▶ **SOURCE EXTRACT**
........

What is the equation of a curve with gradient 4x^3 -7x + 3/2 which passes through the point (2,9)?

The important thing to note is that examiners always give the minimum amount of information for the question to still be answerable. If you have not used all the information then you probably haven't answered it right.

Firstly, we must remember that the gradient of a curve is just the derivative of it's original equation. So what we want to do is reverse this process and get back to the original equation. The opposite of differentiating is to integrate.

Lets call our original equation f(x).
f(x) = integral(gradient)dx
so
f(x) = integral(4x³ - 7x + 3/2)dx

Remembering the standard rule: integral(xⁿ)dx = 1/(n+1)*xⁿ⁺¹ 
Or in words, we increase the power of x by 1 and then divide by this new power.

f(x) = 4*(x³⁺¹)/(3+1) - 7(x¹⁺¹)/(1+1) + 3/2*(x⁰⁺¹)/(0+1) + c   Notice here that x⁰=1 (anything to the power of 0 =1)

........

▶ **DATASET ROWS**
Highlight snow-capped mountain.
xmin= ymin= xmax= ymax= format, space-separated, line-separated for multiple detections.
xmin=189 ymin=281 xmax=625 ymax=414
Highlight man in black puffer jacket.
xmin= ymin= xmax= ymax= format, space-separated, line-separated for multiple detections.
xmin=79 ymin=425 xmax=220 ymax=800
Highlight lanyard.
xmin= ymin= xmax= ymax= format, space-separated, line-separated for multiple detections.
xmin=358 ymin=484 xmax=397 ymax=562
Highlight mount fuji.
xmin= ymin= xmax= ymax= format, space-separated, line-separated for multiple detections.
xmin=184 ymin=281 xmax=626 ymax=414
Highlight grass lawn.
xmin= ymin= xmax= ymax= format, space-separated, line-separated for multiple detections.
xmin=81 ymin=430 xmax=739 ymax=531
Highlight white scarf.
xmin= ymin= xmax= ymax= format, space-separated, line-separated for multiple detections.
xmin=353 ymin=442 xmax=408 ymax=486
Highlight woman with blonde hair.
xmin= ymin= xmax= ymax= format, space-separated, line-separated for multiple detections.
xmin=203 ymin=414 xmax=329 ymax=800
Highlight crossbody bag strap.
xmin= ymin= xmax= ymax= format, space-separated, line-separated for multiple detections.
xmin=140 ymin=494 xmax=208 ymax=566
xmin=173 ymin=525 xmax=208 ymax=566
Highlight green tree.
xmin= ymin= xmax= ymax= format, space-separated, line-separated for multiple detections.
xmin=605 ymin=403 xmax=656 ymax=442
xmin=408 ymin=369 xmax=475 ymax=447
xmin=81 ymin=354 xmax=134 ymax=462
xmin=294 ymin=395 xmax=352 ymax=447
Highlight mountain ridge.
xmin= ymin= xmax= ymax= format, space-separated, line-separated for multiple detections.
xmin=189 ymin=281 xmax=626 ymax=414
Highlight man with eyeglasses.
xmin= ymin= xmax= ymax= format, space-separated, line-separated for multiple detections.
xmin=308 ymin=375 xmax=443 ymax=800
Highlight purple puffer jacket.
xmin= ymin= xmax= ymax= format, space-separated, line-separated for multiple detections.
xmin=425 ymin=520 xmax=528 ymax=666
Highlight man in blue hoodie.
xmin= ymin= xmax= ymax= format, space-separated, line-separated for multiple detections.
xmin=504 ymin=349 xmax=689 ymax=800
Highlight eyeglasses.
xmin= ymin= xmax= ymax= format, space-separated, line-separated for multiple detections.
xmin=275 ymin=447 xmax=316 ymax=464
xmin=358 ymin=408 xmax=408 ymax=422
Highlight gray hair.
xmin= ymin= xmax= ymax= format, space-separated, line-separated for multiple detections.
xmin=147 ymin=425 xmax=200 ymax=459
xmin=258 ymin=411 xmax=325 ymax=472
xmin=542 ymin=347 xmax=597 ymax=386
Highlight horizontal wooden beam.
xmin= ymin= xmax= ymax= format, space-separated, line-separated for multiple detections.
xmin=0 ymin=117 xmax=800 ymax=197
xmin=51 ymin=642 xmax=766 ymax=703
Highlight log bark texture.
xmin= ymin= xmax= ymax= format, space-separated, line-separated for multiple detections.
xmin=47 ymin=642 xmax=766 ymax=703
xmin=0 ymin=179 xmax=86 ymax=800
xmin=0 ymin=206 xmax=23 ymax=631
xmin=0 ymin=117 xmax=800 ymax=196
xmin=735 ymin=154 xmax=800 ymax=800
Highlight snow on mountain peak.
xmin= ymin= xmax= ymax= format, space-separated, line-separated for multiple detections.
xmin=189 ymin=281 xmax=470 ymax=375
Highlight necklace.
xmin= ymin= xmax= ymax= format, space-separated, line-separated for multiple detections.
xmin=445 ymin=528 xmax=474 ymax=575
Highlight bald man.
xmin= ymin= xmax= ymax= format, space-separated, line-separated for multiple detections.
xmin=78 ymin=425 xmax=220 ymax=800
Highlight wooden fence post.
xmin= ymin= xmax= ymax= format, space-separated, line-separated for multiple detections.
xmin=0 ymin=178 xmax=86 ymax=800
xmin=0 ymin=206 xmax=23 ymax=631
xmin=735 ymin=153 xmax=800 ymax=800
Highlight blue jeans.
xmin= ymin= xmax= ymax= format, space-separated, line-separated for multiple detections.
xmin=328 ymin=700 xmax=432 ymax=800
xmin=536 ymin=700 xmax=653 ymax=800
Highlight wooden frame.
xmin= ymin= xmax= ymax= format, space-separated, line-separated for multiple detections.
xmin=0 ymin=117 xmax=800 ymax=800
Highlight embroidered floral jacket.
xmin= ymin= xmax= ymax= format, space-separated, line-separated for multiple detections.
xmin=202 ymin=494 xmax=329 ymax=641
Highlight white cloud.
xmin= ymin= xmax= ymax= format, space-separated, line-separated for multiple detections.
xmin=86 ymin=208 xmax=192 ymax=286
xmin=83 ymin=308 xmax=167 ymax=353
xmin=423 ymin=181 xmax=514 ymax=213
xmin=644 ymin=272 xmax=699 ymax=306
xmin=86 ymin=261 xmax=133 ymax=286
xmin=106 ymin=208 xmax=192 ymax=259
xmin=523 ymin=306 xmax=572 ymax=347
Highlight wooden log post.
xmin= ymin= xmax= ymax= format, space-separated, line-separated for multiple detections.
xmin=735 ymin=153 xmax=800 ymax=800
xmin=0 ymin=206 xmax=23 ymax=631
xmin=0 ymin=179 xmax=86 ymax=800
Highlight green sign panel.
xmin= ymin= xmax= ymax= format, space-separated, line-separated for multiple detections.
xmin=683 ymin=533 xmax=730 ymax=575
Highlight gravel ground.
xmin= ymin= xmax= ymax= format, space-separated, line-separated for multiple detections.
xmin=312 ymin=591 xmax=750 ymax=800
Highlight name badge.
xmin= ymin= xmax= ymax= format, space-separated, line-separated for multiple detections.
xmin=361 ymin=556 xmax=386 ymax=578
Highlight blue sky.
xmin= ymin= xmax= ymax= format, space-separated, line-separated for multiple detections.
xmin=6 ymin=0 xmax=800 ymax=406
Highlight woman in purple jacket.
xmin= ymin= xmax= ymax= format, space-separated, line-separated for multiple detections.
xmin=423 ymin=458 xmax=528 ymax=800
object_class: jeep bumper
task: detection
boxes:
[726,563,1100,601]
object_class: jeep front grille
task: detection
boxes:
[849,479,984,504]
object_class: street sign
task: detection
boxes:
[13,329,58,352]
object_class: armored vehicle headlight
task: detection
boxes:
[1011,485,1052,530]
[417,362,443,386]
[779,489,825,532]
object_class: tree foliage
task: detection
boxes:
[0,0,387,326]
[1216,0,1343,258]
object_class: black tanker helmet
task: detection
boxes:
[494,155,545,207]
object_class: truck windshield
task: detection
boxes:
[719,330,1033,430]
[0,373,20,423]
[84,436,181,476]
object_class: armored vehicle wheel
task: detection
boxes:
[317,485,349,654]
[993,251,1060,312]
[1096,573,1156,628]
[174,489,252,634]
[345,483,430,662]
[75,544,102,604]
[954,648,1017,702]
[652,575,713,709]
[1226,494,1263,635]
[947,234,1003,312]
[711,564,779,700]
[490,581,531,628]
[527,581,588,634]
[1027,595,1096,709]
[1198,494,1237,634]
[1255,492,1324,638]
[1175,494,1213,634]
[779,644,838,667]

........

▶ **PROBLEMS**
- a) Copy the worked example on finding a curve from its gradient word for word, from "What is the" to "original equation f(x).".
- b) In the worked example on finding a curve from its gradient, which point does the curve pass through?
- c) Write what comes next in the worked example on finding a curve from its gradient, picking up after its last line.

▶ **ANSWERS FOR THIS EXERCISE**
- a)
What is the equation of a curve with gradient 4x^3 -7x + 3/2 which passes through the point (2,9)?

The important thing to note is that examiners always give the minimum amount of information for the question to still be answerable. If you have not used all the information then you probably haven't answered it right.

Firstly, we must remember that the gradient of a curve is just the derivative of it's original equation. So what we want to do is reverse this process and get back to the original equation. The opposite of differentiating is to integrate.

Lets call our original equation f(x).

- b) (2,9)

- c)
f(x) = x⁴ -7x²/2 + (3/2)x + c

The easiest mistake to make here is to miss out the "+ c" on the end. When you integrate without limits to the integral there must always be a constant at the end. The terms with an x tell us about the shape of the line, the constant fixes it's height on the y axis. If the "+ c" was left off I would be automatically asuming that it intercepts the y-axis at (0,0) this might not be true.

Now for the last part, we use the coordinates provided in the question to work out a value for c.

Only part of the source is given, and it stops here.